_Problems and tasks_
A. Name every person mentioned by name in the Allegheny Arsenal history.
B. Write the next part of the Allegheny Arsenal history, continuing after its final sentence.

_Selected text_

+ + + + +

The Arsenal storehouse, photographed by Charles Stotz, 1934.

    The Arsenal storehouse, photographed by Charles Stotz, 1934.

    When planning on taking military action against a neighboring country, you have to start somewhere. The Pittsburgh land the U.S. Army acquired on April 9, 1814, from a local merchant looked like a good spot for a supply depot for the invasion of Canada during the War of 1812. That merchant was William B. Foster, later to be the father of composer Stephen Foster. During that war with Britain, William Foster’s reputation and credit as a merchant far exceeded that of the federal government. Since he was a government agent, several merchants refused to accept Mr. Foster’s signature for the purchase of supplies for the troops, but they were willing to accept his personal notes.

    On April 5, 1814, Foster purchased 121 acres along the Allegheny River from Alexander Hill for $35,000 ($289/acre). Four days after his purchase, Foster turned around and sold 30 acres of that purchase to the government for $12,000 ($400/acre). Quite a markup, but it looks like the government didn’t mind since on April 18, 1814, William B. Foster was officially appointed Deputy Commissioner of Purchases. Questions about whether Foster had a deal with the government before his April 5 purchase remain unanswered. Maybe feeling a bit guilty about that disproportionate profit, Foster later donated an additional 1.25 acres of land for the purpose of a burial ground for soldiers.

    Although the 1812 War hostilities ended with the Treaty of Ghent on December 24, 1814, the U.S. Army continued construction that had begun in August 1814. The final battle of the war happened on January 8, 1815, in New Orleans. Yet there’s no record found that the Allegheny Arsenal was functioning or contributed to that U.S. victory.

    The property that the Allegheny Arsenal occupied was between 39th and 40th Streets in Lawrenceville. The property started at the banks of the Allegheny River and stretched up the hillside to the edge of today’s Arsenal Park. A later purchase in 1831 would extend the property to Penn Avenue.

    In the August 1, 1814, issue of the Pittsburgh Mercury the call went out for stonemasons to begin construction. Logically, the first building should have been a warehouse in order to store supplies for other buildings. Initially, this idea was speculation. As Jim Wudarczyk’s and my research continued for our new book, the Allegheny Arsenal Handbook, not much information was uncovered about the early construction of the facility—that is, until we were about to wrap up the text for the book. I found a map that would solve the mystery of the Arsenal’s first structure.

    An 1815 map was found in the Darlington Library at the University of Pittsburgh through the Historic Pittsburgh website. The map is titled, “Plan of Pittsburgh and Adjacent Country” and was surveyed by William Darby.

    By 1835, that stream had been diverted from the Lower Arsenal, though it still shows up on Washington Street (now called Willow Street).

    By 1835, that stream had been diverted from the Lower Arsenal, though it still shows up on Washington Street (now called Willow Street).

+ + + + +

_Dataset records_
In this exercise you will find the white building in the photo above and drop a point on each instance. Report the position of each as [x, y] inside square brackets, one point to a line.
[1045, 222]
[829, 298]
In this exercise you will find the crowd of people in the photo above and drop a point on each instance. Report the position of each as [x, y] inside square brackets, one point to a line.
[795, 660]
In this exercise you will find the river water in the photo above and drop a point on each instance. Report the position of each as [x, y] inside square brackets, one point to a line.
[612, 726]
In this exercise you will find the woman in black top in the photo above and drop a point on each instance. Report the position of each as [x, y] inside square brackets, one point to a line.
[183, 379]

+ + + + +

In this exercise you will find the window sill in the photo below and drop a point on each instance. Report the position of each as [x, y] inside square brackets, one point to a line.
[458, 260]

+ + + + +

_Responses_
A. Charles Stotz, William B. Foster, Stephen Foster, Alexander Hill, Jim Wudarczyk, William Darby

B.
    On the map is a single structure within a lot titled Ordnance Depot. Another mystery it solved was why the storehouse was at such an odd angle to the other Arsenal structures that were later constructed on a grid pattern. This pattern ran parallel to 39th Street (originally called Pike Street) and 40th Street (originally called Covington Street). The 1815 map, yellowed and cracked with age, shows a structure built alongside a stream that flowed into a channel that, along with the larger Two Mile Run, separated Wainwright’s Island from the Allegheny River shoreline. Later maps showed that the stream was diverted away from the Arsenal property to allow for more construction. As the first structure built, it was probably important at the time to make use of the stream for loading and unloading goods in small boats. Once in place as dictated by the later-to-be-diverted stream, the storehouse remained positioned at odds with the rest of the Arsenal structures.

    Wainwright’s Island was named for Joseph Wainwright (1779-1866), who in 1804 started a woolen mill, and afterwards a grist mill and oil mill on the island. These businesses were eventually eclipsed starting in 1818 by the Wainwright Brewery, located just 100 feet away on the opposite shore from the island on 36th Street in Lawrenceville.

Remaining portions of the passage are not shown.